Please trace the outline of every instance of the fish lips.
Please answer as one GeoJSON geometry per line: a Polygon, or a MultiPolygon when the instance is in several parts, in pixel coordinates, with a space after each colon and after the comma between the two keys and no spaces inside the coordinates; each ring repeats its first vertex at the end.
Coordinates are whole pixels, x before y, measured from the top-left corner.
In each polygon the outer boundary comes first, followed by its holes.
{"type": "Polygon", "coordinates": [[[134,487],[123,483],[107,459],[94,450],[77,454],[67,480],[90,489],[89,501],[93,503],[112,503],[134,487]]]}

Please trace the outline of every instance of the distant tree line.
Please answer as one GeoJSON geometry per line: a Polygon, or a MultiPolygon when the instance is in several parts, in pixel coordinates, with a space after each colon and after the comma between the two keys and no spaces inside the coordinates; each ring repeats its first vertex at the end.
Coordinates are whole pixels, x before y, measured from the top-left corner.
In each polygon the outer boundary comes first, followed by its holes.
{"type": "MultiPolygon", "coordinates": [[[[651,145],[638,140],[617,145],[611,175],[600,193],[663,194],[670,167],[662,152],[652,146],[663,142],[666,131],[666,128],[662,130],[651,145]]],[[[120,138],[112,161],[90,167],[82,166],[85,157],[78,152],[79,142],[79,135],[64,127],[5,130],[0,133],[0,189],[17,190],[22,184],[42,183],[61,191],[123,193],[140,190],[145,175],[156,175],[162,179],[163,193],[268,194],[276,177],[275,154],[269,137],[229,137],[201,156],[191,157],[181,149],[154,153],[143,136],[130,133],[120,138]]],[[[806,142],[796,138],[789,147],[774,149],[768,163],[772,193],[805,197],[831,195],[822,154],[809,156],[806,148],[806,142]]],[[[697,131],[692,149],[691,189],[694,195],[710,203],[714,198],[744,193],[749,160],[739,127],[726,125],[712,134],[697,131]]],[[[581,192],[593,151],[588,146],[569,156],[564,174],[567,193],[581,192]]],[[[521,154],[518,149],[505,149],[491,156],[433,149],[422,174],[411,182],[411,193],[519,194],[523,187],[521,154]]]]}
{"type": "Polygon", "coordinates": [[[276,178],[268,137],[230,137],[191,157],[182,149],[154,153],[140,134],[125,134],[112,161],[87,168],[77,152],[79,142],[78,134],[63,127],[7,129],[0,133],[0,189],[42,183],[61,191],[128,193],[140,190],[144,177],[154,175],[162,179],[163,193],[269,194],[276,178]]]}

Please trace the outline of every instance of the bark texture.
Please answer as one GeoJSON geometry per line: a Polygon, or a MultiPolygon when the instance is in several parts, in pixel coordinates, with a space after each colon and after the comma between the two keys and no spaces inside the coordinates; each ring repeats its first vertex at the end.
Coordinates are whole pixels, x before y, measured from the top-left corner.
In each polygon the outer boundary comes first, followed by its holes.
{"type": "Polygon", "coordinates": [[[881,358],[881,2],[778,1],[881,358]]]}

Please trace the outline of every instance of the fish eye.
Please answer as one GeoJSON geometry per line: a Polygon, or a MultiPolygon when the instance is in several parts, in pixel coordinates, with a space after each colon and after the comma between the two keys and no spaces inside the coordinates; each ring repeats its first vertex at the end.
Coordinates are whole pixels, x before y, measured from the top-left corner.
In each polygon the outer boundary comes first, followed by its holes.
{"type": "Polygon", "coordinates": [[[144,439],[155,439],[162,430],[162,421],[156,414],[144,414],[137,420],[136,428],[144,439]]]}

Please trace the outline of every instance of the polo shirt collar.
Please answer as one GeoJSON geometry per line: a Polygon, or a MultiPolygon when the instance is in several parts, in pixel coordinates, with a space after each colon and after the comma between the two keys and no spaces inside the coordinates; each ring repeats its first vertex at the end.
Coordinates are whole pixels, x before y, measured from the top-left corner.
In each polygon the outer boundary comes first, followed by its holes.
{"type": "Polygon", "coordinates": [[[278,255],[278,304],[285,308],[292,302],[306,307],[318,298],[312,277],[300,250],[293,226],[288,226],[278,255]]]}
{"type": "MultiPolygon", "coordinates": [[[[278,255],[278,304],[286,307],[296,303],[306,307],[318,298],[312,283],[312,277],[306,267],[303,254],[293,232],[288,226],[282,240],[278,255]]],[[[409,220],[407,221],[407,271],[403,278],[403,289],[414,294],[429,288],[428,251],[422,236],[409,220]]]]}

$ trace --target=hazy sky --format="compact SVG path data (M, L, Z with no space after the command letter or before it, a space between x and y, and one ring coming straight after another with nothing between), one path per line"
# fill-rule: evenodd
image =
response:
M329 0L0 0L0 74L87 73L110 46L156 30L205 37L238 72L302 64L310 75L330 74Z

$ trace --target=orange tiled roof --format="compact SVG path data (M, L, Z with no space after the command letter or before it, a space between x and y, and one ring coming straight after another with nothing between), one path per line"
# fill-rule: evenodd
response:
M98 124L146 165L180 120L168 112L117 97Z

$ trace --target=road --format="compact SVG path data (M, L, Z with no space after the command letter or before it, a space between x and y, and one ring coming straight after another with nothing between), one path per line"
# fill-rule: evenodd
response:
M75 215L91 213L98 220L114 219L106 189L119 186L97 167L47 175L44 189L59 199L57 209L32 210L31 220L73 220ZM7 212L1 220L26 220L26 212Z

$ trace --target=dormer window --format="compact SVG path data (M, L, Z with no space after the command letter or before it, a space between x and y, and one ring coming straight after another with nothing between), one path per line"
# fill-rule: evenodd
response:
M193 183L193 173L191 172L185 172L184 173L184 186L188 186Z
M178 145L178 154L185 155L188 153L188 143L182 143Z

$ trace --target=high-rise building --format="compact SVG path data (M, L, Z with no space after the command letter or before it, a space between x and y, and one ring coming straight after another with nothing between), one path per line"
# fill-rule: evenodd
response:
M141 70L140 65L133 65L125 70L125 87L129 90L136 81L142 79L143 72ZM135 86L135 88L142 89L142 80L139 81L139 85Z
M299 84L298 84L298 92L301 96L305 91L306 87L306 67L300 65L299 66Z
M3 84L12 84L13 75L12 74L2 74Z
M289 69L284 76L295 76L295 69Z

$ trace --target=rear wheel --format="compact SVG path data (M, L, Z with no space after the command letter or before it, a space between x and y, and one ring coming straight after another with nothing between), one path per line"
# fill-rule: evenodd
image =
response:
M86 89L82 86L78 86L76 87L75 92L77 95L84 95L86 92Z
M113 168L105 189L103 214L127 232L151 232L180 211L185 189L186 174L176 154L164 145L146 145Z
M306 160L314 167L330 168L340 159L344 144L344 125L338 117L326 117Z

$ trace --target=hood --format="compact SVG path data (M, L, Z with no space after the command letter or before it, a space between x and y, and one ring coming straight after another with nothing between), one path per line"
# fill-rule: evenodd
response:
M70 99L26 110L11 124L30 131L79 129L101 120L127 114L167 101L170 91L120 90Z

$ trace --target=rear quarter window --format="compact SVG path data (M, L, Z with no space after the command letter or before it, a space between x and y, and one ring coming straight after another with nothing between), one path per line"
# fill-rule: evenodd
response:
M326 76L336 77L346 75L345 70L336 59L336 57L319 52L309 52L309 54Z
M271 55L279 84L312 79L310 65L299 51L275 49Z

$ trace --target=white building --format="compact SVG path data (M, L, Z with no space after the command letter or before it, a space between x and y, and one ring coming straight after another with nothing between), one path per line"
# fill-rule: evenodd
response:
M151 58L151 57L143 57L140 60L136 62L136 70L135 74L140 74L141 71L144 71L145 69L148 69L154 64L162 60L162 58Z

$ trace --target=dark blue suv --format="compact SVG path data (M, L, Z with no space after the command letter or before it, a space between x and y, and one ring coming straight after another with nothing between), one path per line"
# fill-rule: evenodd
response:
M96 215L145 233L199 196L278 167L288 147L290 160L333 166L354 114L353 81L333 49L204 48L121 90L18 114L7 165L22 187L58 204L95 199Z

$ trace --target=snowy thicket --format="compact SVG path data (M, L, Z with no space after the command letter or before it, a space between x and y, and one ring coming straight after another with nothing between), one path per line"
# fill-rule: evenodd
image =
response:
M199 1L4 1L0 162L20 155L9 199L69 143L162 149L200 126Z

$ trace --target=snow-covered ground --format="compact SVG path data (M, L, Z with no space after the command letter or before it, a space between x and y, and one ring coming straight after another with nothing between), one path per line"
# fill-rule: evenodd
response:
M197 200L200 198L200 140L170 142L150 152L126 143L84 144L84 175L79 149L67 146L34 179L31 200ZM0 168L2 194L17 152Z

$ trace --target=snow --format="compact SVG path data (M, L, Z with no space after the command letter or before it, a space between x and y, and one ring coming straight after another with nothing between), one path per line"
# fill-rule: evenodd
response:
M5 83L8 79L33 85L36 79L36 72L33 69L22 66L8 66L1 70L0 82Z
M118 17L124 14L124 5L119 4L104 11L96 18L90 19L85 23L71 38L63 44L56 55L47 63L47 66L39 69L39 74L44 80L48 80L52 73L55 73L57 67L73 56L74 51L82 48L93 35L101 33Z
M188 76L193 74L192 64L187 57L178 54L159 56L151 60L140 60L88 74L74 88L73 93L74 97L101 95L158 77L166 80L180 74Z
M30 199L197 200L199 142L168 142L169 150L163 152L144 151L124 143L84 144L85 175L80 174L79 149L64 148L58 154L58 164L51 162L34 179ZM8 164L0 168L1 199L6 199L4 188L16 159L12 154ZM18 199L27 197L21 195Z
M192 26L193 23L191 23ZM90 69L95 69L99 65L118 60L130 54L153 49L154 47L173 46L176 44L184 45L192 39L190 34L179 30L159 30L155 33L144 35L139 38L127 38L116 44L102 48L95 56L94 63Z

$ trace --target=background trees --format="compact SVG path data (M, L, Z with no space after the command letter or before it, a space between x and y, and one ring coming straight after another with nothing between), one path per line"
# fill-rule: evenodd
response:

----------

Problem statement –
Arrange the lines of the records from the one containing "trace --target=rear quarter" through the one containing "M271 55L279 84L312 79L310 65L299 51L275 49Z", both included, as a JSON list of strings with one string per line and blank lines omitted.

The result –
[
  "$ trace --target=rear quarter window --format=\"compact SVG path data (M, L, Z with no space after the command letter or before it, a space between x and y, and one ring coming straight after another with nothing between), one path per line\"",
  "# fill-rule: evenodd",
  "response:",
  "M326 76L336 77L346 75L345 70L336 59L336 57L319 52L309 52L309 54Z",
  "M271 55L279 84L312 79L310 65L299 51L275 49Z"
]